* TASK GOAL
Omit every picture and write out the rest of the records exactly.

Region pointing data
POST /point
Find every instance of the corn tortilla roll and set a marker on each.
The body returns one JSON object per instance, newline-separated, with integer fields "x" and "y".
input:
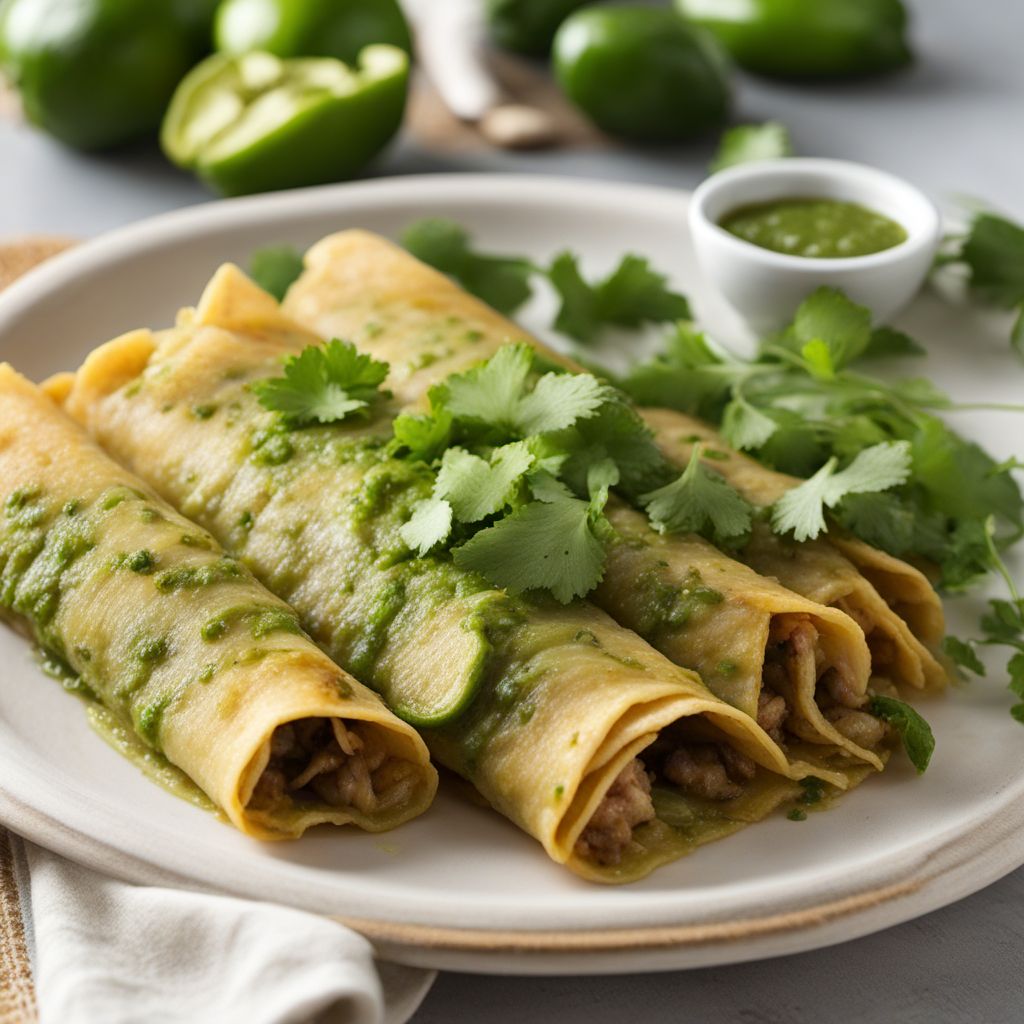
{"x": 894, "y": 603}
{"x": 813, "y": 656}
{"x": 613, "y": 758}
{"x": 186, "y": 652}
{"x": 359, "y": 286}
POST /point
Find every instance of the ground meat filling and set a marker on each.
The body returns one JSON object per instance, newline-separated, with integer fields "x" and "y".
{"x": 772, "y": 713}
{"x": 711, "y": 771}
{"x": 626, "y": 805}
{"x": 320, "y": 760}
{"x": 796, "y": 658}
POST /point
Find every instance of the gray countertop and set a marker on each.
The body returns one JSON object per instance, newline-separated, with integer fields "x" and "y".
{"x": 953, "y": 124}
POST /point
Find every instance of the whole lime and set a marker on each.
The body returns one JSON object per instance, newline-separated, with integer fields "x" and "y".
{"x": 642, "y": 73}
{"x": 98, "y": 73}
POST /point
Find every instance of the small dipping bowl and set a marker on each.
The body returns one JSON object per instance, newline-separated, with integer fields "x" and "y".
{"x": 765, "y": 287}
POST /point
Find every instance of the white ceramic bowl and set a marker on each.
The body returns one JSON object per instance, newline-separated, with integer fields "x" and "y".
{"x": 766, "y": 287}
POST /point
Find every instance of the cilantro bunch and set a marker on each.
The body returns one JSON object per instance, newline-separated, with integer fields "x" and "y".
{"x": 910, "y": 485}
{"x": 992, "y": 254}
{"x": 524, "y": 463}
{"x": 633, "y": 294}
{"x": 324, "y": 384}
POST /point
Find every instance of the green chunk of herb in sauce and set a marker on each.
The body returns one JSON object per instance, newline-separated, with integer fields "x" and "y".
{"x": 195, "y": 577}
{"x": 817, "y": 228}
{"x": 140, "y": 561}
{"x": 262, "y": 622}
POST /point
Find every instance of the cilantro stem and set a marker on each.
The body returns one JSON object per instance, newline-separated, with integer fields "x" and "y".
{"x": 997, "y": 563}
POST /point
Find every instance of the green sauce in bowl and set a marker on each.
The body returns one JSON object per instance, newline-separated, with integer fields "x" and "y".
{"x": 817, "y": 228}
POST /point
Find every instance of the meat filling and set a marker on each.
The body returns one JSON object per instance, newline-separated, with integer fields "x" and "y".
{"x": 626, "y": 805}
{"x": 796, "y": 659}
{"x": 330, "y": 762}
{"x": 709, "y": 770}
{"x": 772, "y": 713}
{"x": 712, "y": 771}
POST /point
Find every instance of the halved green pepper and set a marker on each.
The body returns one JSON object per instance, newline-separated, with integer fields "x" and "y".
{"x": 256, "y": 123}
{"x": 807, "y": 38}
{"x": 309, "y": 28}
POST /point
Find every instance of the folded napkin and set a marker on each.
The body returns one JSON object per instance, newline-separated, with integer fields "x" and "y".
{"x": 118, "y": 953}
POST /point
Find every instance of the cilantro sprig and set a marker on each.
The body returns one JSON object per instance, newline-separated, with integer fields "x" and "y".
{"x": 699, "y": 502}
{"x": 909, "y": 483}
{"x": 274, "y": 268}
{"x": 324, "y": 384}
{"x": 992, "y": 253}
{"x": 801, "y": 406}
{"x": 634, "y": 293}
{"x": 503, "y": 282}
{"x": 1001, "y": 626}
{"x": 524, "y": 461}
{"x": 914, "y": 732}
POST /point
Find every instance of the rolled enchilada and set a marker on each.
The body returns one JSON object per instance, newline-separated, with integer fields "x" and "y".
{"x": 608, "y": 754}
{"x": 897, "y": 607}
{"x": 193, "y": 659}
{"x": 798, "y": 666}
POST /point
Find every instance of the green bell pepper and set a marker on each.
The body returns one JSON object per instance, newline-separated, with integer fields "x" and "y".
{"x": 807, "y": 38}
{"x": 309, "y": 28}
{"x": 642, "y": 73}
{"x": 98, "y": 74}
{"x": 256, "y": 123}
{"x": 527, "y": 26}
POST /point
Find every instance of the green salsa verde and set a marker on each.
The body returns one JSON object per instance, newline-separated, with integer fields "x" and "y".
{"x": 818, "y": 228}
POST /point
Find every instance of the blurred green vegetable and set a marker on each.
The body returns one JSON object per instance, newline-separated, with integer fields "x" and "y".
{"x": 747, "y": 143}
{"x": 527, "y": 26}
{"x": 255, "y": 123}
{"x": 99, "y": 73}
{"x": 642, "y": 73}
{"x": 807, "y": 38}
{"x": 310, "y": 28}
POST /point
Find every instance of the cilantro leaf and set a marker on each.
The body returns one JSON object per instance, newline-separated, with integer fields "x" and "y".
{"x": 801, "y": 511}
{"x": 993, "y": 252}
{"x": 744, "y": 426}
{"x": 429, "y": 525}
{"x": 477, "y": 487}
{"x": 699, "y": 501}
{"x": 829, "y": 330}
{"x": 915, "y": 733}
{"x": 422, "y": 437}
{"x": 633, "y": 294}
{"x": 323, "y": 384}
{"x": 502, "y": 282}
{"x": 274, "y": 268}
{"x": 565, "y": 556}
{"x": 688, "y": 376}
{"x": 492, "y": 391}
{"x": 497, "y": 394}
{"x": 745, "y": 143}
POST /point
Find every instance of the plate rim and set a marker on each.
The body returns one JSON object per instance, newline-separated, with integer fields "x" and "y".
{"x": 880, "y": 899}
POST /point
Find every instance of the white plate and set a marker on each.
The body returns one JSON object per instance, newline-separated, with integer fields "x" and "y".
{"x": 460, "y": 888}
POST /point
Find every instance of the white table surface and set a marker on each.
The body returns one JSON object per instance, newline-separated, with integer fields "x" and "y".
{"x": 953, "y": 124}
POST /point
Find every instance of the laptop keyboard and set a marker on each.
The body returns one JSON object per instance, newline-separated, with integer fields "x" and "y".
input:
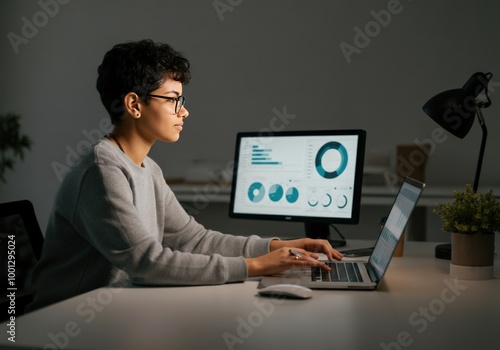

* TASK RESULT
POST /point
Find every instance of the corn tortilla roll and set a marker on each.
The body returns one JSON object per instance, newline-separated, with integer fields "x" and "y".
input:
{"x": 894, "y": 603}
{"x": 813, "y": 656}
{"x": 613, "y": 758}
{"x": 186, "y": 652}
{"x": 359, "y": 286}
POST /point
Find every instance of the ground meat filling and set a marker on each.
The body returns one JSON object per instance, newline-separated, with integer fields "x" and "y".
{"x": 772, "y": 713}
{"x": 711, "y": 771}
{"x": 626, "y": 805}
{"x": 320, "y": 760}
{"x": 796, "y": 658}
POST /point
Find every instance of the gray countertop and set a marker on each.
The body returns one JSON object per instance, newline-separated, with integer fields "x" and "y".
{"x": 953, "y": 124}
POST /point
Find every instance of the whole lime and set a marker on each.
The body returns one JSON object per instance, newline-separated, with integer fields "x" and "y".
{"x": 642, "y": 73}
{"x": 98, "y": 73}
POST /point
Find every instance of the small dipping bowl and set a marker on each.
The body returns one JSON object per instance, newline-separated, with integer fields "x" and "y".
{"x": 765, "y": 287}
POST /point
Find every instance of the white ceramic bowl and set a marker on each.
The body returns one JSON object per instance, newline-separated, with integer fields "x" and "y".
{"x": 766, "y": 287}
POST /point
Find every instance of the cilantro bunch and set a marker on each.
The body returns one JSON object per instance, newline-separated, with integer fields "x" and "y".
{"x": 910, "y": 485}
{"x": 992, "y": 254}
{"x": 524, "y": 463}
{"x": 633, "y": 294}
{"x": 324, "y": 384}
POST /point
Find every instance of the green chunk of herb in sauce and set a marker on each.
The body returns one JSON object per instance, newline-separated, with integer fields "x" and "y".
{"x": 195, "y": 577}
{"x": 817, "y": 228}
{"x": 140, "y": 561}
{"x": 262, "y": 622}
POST /point
Find every instance of the cilantro stem and set a marker on each.
The body returns one JSON object per instance, newline-separated, with integer fields "x" and "y".
{"x": 997, "y": 563}
POST /point
Find every instance of the green sauce in bowl and set a marker on each.
The body returns one JSON object per instance, newline-separated, with integer fields "x" and "y".
{"x": 817, "y": 228}
POST /point
Find every instance of the meat filling and set a marker on each.
The body returns one JSON object per instance, newline-separated, with integer fields "x" and "y".
{"x": 626, "y": 805}
{"x": 796, "y": 659}
{"x": 330, "y": 762}
{"x": 709, "y": 770}
{"x": 772, "y": 713}
{"x": 712, "y": 771}
POST /point
Find every instance of the halved green pepper and set a marker on each.
The body returns one JSON object per instance, newline-separated, with integer fields "x" and "y".
{"x": 256, "y": 123}
{"x": 807, "y": 38}
{"x": 309, "y": 28}
POST /point
Find every instance of the folded napkin and set a marker on each.
The body returns one JSON object per instance, newline-separated, with integer fields "x" and "y".
{"x": 118, "y": 953}
POST /point
Find every instance of the cilantro sprig and set a marker on each.
The body returns one JSON object per instance, newline-separated, with integer fields "x" and "y".
{"x": 699, "y": 502}
{"x": 909, "y": 483}
{"x": 274, "y": 268}
{"x": 324, "y": 384}
{"x": 992, "y": 253}
{"x": 801, "y": 406}
{"x": 634, "y": 293}
{"x": 503, "y": 282}
{"x": 1001, "y": 626}
{"x": 524, "y": 461}
{"x": 914, "y": 732}
POST /point
Find every instance of the rolled enchilada and set a marker on each.
The body returns one JSON object per instance, newline-separated, with integer fields "x" and "y".
{"x": 608, "y": 754}
{"x": 897, "y": 607}
{"x": 193, "y": 659}
{"x": 798, "y": 666}
POST /point
Find every instance of the green bell pepper and set a marker on each.
The body returns one JSON object per instance, newline-separated, with integer fields "x" and "y".
{"x": 807, "y": 38}
{"x": 309, "y": 28}
{"x": 642, "y": 73}
{"x": 98, "y": 74}
{"x": 256, "y": 123}
{"x": 527, "y": 26}
POST /point
Find every instance of the green salsa verde and set a marker on each.
The body returns one JSON object per instance, newline-separated, with integer fields "x" and "y".
{"x": 818, "y": 228}
POST /point
Find every instance of the blurred green vegetable and set a marker on each.
The body returns one JSON object per instance, newline-separated, with integer fields "x" and "y".
{"x": 747, "y": 143}
{"x": 527, "y": 26}
{"x": 255, "y": 123}
{"x": 99, "y": 73}
{"x": 642, "y": 73}
{"x": 807, "y": 38}
{"x": 310, "y": 28}
POST /point
Find every instance of the cilantro leaf and set a marker on each.
The body returns one JSON object per instance, newline-separated, with integer fields "x" and "y".
{"x": 801, "y": 511}
{"x": 993, "y": 252}
{"x": 744, "y": 426}
{"x": 429, "y": 525}
{"x": 477, "y": 487}
{"x": 699, "y": 501}
{"x": 829, "y": 330}
{"x": 915, "y": 733}
{"x": 422, "y": 437}
{"x": 633, "y": 294}
{"x": 323, "y": 384}
{"x": 502, "y": 282}
{"x": 274, "y": 268}
{"x": 565, "y": 556}
{"x": 688, "y": 376}
{"x": 492, "y": 391}
{"x": 497, "y": 394}
{"x": 745, "y": 143}
POST /point
Find every instance of the plate rim and set a marker on each.
The body returns one JSON object per instance, newline-separated, with integer fields "x" and "y".
{"x": 880, "y": 899}
POST /point
Find every instance of the white plate and set a marker on each.
The body returns one JSON object per instance, newline-separated, with integer fields "x" and "y".
{"x": 460, "y": 888}
POST /point
Find every instance of the white table surface and set a marker on each.
The body returns one JSON object per instance, newline-separated, with integer fields "x" and "y".
{"x": 953, "y": 124}
POST /point
Find every instance of the laptop keyboard and set a marker on each.
The body returns one JSON object per instance, newline-separated, with integer fields "x" and "y".
input:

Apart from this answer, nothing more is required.